┌─ ROWS
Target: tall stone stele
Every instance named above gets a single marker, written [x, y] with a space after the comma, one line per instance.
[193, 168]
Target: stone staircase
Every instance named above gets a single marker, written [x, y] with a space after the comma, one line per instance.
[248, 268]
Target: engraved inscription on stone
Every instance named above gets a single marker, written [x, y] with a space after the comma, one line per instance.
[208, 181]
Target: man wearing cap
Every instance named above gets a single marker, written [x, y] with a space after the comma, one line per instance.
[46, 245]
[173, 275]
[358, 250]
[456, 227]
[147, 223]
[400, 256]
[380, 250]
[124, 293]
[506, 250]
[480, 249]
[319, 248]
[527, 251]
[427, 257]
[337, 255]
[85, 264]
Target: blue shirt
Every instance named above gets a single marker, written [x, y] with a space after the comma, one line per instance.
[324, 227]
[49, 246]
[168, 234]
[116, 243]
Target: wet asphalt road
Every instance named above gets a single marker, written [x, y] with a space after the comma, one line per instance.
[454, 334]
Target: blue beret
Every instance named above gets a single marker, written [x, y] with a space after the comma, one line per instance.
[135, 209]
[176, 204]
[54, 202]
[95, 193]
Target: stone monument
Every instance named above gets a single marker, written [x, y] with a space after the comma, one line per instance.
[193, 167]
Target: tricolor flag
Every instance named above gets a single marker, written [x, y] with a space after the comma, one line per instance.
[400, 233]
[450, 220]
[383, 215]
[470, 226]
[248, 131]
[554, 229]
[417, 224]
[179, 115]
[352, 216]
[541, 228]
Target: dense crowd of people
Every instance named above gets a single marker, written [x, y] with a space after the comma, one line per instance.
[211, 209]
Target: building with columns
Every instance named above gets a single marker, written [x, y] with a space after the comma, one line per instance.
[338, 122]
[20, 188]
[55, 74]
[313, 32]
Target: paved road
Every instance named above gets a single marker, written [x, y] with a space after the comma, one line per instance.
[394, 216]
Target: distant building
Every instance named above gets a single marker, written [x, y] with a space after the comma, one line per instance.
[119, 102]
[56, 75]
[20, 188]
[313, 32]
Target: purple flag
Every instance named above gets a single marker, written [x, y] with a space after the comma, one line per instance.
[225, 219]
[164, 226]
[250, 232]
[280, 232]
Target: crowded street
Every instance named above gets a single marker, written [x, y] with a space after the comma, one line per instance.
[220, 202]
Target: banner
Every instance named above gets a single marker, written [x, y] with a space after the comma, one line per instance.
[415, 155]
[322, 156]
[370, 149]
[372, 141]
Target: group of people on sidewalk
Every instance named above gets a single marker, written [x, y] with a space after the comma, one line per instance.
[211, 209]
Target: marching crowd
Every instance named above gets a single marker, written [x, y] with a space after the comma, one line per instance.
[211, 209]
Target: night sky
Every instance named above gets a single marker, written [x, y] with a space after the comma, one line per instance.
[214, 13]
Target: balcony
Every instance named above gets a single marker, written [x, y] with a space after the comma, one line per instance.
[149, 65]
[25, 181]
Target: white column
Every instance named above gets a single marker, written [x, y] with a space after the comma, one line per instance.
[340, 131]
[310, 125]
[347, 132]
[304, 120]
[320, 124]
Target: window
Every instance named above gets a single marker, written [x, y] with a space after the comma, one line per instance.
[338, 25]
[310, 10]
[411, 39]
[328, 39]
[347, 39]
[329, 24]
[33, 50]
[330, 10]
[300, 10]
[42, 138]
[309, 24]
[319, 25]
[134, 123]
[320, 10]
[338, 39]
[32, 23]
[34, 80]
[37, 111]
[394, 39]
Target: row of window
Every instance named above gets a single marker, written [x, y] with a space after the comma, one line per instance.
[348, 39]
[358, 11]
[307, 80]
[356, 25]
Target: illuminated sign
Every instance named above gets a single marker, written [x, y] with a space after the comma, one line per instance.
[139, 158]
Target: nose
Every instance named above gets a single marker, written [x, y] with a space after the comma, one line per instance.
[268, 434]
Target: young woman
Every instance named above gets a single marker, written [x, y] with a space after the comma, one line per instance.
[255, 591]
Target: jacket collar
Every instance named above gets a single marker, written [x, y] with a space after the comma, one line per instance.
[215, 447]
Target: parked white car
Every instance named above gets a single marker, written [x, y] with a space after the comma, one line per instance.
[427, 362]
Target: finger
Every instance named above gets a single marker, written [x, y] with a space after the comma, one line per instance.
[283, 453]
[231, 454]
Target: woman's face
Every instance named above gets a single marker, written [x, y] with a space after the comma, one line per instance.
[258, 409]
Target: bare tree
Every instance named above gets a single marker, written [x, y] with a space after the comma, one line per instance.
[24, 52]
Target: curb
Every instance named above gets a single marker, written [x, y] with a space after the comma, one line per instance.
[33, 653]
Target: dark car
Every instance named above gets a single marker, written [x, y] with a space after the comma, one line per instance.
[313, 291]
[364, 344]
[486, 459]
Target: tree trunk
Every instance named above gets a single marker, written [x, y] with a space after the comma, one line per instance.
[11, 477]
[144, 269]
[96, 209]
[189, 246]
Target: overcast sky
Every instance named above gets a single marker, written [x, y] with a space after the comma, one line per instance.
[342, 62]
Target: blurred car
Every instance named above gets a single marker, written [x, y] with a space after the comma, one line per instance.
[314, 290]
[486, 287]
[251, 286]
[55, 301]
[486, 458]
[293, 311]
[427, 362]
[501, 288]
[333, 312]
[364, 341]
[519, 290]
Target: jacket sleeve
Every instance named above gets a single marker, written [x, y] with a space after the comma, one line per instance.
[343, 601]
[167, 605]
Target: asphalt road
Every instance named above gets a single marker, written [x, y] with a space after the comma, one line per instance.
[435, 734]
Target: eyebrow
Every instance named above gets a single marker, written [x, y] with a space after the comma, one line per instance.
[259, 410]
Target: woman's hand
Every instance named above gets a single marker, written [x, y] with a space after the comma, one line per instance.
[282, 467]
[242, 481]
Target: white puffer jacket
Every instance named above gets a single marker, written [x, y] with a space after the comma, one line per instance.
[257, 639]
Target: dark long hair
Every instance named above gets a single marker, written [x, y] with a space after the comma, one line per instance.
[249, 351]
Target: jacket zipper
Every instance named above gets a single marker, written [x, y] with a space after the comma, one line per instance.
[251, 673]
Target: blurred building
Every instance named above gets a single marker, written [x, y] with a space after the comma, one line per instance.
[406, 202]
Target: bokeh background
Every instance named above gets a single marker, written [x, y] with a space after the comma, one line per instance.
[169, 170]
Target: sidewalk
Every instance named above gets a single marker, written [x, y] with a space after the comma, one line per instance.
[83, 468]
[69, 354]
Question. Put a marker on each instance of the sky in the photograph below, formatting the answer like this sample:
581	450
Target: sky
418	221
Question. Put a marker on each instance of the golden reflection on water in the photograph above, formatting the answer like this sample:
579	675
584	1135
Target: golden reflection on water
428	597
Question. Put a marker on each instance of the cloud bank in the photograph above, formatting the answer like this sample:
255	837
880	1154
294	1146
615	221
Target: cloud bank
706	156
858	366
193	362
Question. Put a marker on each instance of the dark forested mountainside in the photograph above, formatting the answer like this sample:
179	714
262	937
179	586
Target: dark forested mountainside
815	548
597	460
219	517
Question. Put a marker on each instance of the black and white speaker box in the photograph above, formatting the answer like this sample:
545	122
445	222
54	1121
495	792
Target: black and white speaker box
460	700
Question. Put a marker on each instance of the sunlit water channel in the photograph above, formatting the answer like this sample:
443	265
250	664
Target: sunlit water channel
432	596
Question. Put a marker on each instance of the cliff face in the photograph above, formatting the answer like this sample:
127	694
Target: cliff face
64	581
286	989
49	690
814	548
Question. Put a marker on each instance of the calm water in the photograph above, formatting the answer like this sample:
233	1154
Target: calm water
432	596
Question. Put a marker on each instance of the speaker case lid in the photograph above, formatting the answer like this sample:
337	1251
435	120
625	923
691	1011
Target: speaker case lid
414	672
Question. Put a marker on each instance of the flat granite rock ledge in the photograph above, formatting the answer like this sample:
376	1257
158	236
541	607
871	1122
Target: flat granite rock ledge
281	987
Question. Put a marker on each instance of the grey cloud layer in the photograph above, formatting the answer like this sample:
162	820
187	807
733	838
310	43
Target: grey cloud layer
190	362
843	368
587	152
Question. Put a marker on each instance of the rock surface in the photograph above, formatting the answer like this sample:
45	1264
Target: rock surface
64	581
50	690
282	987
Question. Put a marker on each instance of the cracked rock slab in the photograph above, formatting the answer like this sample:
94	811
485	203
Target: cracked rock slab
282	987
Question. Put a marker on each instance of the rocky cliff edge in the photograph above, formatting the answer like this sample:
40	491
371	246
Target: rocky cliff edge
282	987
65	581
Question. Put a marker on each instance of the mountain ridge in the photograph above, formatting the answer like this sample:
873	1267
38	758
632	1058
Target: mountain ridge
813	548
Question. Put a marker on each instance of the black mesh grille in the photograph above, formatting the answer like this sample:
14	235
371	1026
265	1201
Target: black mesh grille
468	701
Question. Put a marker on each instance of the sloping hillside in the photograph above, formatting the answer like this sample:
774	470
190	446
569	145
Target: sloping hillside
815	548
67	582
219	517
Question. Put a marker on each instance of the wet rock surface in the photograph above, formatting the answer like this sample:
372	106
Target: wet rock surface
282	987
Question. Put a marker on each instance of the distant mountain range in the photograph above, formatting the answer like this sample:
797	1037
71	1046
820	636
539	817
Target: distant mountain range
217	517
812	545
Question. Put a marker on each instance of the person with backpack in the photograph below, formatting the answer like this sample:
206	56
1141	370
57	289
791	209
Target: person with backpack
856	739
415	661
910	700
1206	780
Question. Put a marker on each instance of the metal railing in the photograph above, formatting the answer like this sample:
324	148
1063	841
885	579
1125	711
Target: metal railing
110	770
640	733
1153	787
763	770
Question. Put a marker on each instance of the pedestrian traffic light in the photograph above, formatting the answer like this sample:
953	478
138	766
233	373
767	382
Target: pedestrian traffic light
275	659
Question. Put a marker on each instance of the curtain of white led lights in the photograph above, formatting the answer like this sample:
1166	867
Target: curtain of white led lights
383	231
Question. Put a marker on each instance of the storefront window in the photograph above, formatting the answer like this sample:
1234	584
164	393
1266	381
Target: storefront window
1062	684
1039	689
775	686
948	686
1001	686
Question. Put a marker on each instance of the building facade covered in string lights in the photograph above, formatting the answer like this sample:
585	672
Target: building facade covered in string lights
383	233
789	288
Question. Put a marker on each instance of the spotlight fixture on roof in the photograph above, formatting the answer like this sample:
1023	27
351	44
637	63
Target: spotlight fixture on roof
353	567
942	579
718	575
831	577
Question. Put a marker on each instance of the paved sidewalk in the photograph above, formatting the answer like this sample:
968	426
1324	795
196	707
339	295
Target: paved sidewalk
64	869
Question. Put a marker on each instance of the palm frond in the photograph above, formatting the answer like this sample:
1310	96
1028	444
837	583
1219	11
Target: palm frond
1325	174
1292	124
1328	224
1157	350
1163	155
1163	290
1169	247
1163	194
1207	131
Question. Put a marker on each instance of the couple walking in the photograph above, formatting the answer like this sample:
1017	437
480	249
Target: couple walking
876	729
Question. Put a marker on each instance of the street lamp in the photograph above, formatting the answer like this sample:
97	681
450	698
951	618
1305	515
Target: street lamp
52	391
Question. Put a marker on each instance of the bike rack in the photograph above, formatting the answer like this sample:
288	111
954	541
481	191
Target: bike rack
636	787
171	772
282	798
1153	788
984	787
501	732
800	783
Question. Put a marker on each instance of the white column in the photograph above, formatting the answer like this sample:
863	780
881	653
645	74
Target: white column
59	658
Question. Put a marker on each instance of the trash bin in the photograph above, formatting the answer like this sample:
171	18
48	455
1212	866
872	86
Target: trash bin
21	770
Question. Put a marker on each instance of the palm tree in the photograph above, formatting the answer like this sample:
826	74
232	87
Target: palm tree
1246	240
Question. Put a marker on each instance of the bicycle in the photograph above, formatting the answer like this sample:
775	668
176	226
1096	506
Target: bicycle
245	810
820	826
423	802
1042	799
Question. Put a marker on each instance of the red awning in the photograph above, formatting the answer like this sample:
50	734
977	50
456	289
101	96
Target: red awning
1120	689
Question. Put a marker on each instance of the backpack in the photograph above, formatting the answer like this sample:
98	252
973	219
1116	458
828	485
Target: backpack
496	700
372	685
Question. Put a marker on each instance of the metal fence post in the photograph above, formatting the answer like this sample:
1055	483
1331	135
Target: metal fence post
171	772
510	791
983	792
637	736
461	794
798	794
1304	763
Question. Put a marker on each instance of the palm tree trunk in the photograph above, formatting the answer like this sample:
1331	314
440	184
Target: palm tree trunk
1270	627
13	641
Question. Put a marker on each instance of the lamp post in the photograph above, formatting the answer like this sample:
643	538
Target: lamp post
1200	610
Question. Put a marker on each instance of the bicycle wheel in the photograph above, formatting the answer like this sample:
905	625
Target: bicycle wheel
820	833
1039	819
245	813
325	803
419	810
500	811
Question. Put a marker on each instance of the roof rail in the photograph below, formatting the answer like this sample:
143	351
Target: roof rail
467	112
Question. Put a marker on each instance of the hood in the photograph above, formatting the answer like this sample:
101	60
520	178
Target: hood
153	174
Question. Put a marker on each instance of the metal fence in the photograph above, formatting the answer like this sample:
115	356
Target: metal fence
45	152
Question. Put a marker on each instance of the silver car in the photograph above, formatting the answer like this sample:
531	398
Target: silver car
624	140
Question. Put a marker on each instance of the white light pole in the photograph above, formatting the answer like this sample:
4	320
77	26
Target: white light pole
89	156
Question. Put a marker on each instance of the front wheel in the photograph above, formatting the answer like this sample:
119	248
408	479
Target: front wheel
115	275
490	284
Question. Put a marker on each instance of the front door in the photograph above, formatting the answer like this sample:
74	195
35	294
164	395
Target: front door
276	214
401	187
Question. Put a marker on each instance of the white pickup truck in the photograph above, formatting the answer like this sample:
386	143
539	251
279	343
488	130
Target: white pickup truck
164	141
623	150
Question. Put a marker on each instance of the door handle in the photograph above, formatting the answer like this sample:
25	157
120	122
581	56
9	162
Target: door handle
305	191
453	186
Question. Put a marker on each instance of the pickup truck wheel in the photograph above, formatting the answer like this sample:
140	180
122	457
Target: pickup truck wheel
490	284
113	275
└─
### EXERCISE DIRECTIONS
Repeat, without change, each line of the data above from the one that contains "Question. Put a marker on each instance of the front wheel" through the final line, counting both.

### RESULT
Question. Put a marker on each instance of the front wheel in the photograph above, formatting the answer like this sample:
119	248
408	479
Target: front wheel
115	275
490	284
Question. Put a marker on each instance of the front door in the photograph above, formatting the answer like this sample:
74	195
35	294
164	395
Target: front door
276	214
401	187
Question. Put a marker on each instance of the white pickup truck in the photograph above, formatting the answer like this sample:
386	143
539	251
279	343
488	130
Target: white pickup truck
164	141
623	150
Question. Put a marker on each instance of the door handle in the photograph above, formatting the answer like this sample:
25	157
120	122
581	56
9	162
Target: door handle
305	191
453	186
Question. Put a marker on each instance of the pickup truck wheel in the photograph above, formatting the answer like this sample:
140	180
122	457
Target: pickup truck wheel
490	284
113	275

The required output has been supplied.